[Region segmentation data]

•••

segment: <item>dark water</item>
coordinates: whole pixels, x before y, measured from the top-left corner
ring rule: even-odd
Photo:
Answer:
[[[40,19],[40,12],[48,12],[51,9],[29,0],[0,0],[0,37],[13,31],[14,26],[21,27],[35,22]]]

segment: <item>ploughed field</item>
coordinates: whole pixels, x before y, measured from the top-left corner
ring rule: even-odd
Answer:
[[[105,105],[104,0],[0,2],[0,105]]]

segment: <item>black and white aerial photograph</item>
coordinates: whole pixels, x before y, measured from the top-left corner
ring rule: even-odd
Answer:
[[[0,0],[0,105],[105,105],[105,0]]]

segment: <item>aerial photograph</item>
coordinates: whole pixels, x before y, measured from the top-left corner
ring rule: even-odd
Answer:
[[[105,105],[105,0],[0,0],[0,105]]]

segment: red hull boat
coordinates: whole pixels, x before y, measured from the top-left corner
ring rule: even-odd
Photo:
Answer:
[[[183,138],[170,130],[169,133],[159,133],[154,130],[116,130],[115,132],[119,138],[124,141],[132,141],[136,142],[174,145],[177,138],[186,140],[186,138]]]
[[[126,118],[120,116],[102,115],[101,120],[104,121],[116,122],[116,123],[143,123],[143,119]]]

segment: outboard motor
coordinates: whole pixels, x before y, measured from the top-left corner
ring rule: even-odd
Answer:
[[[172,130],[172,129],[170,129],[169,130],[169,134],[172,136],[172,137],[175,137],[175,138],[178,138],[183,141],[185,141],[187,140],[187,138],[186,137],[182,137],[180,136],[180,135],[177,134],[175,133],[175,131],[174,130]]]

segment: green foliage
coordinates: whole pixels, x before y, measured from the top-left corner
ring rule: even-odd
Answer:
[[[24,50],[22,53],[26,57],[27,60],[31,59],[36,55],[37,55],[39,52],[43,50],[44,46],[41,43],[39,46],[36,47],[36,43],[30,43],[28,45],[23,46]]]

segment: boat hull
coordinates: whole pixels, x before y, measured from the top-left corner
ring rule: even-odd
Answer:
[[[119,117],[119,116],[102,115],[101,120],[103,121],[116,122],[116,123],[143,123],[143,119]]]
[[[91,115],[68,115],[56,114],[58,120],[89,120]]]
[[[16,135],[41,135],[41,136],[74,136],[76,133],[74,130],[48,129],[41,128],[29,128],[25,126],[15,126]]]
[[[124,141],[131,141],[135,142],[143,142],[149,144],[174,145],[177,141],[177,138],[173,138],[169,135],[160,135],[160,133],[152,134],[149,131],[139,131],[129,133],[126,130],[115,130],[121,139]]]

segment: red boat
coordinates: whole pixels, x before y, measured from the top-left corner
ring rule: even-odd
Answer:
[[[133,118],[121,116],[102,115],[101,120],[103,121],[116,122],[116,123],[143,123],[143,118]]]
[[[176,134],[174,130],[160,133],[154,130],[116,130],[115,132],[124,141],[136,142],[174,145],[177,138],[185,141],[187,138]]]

•••

Work to be completed -> From the listing above, reproduce all the lines exactly.

Full output ->
segment: <item>dark water</item>
coordinates: whole pixels, x before y, measured from the top-left corner
ring rule: even-odd
Photo:
Answer:
[[[40,19],[40,12],[48,12],[51,9],[29,0],[0,0],[0,37],[13,31],[14,26],[21,27],[35,22]]]

segment: <item>ploughed field</item>
coordinates: whole pixels, x before y, measured from the top-left corner
ring rule: even-odd
Answer:
[[[105,105],[104,0],[0,2],[0,105]]]

segment: <item>black and white aerial photograph</item>
coordinates: whole pixels, x before y, measured from the top-left corner
ring rule: even-odd
Answer:
[[[0,0],[0,105],[105,105],[105,0]]]

segment: <item>aerial photograph</item>
coordinates: whole pixels, x before y, measured from the top-left corner
ring rule: even-odd
Answer:
[[[105,105],[105,0],[0,0],[0,105]]]

segment: red hull boat
coordinates: whole pixels, x before y, measured from the top-left corner
ring rule: even-odd
Photo:
Answer:
[[[183,138],[170,130],[169,133],[159,133],[154,130],[116,130],[115,132],[119,138],[124,141],[132,141],[136,142],[174,145],[177,138],[186,140],[186,138]]]
[[[126,118],[120,116],[102,115],[101,120],[104,121],[116,122],[116,123],[143,123],[143,119]]]

segment: outboard motor
coordinates: whole pixels, x before y, measured from the top-left corner
ring rule: even-odd
Answer:
[[[172,130],[172,129],[170,129],[169,130],[169,134],[172,136],[172,137],[175,137],[175,138],[178,138],[183,141],[185,141],[187,140],[187,138],[186,137],[182,137],[180,136],[180,135],[177,134],[175,133],[175,131],[174,130]]]

segment: green foliage
coordinates: whole pixels, x before y, measured from the top-left corner
ring rule: even-odd
Answer:
[[[24,50],[22,53],[26,57],[27,60],[31,59],[36,55],[37,55],[39,52],[43,50],[44,46],[41,43],[39,46],[36,47],[36,43],[30,43],[28,45],[23,46]]]

segment: boat hull
coordinates: whole pixels, x before y, measured from the top-left corner
ring rule: even-odd
Answer:
[[[119,117],[119,116],[102,115],[101,120],[103,121],[116,122],[116,123],[143,123],[143,119]]]
[[[91,115],[68,115],[56,114],[58,120],[89,120]]]
[[[16,135],[41,135],[41,136],[74,136],[76,133],[74,130],[48,129],[41,128],[29,128],[25,126],[15,126]]]
[[[124,141],[131,141],[135,142],[143,142],[149,144],[174,145],[177,141],[177,138],[173,138],[169,135],[160,135],[160,133],[152,134],[149,131],[139,131],[129,133],[126,130],[115,130],[121,139]]]

segment: red boat
coordinates: whole pixels, x before y, measured from the top-left corner
ring rule: even-odd
Answer:
[[[133,118],[121,116],[102,115],[101,120],[103,121],[116,122],[116,123],[143,123],[143,118]]]
[[[176,134],[174,130],[160,133],[154,130],[116,130],[115,132],[124,141],[136,142],[174,145],[177,138],[185,141],[187,138]]]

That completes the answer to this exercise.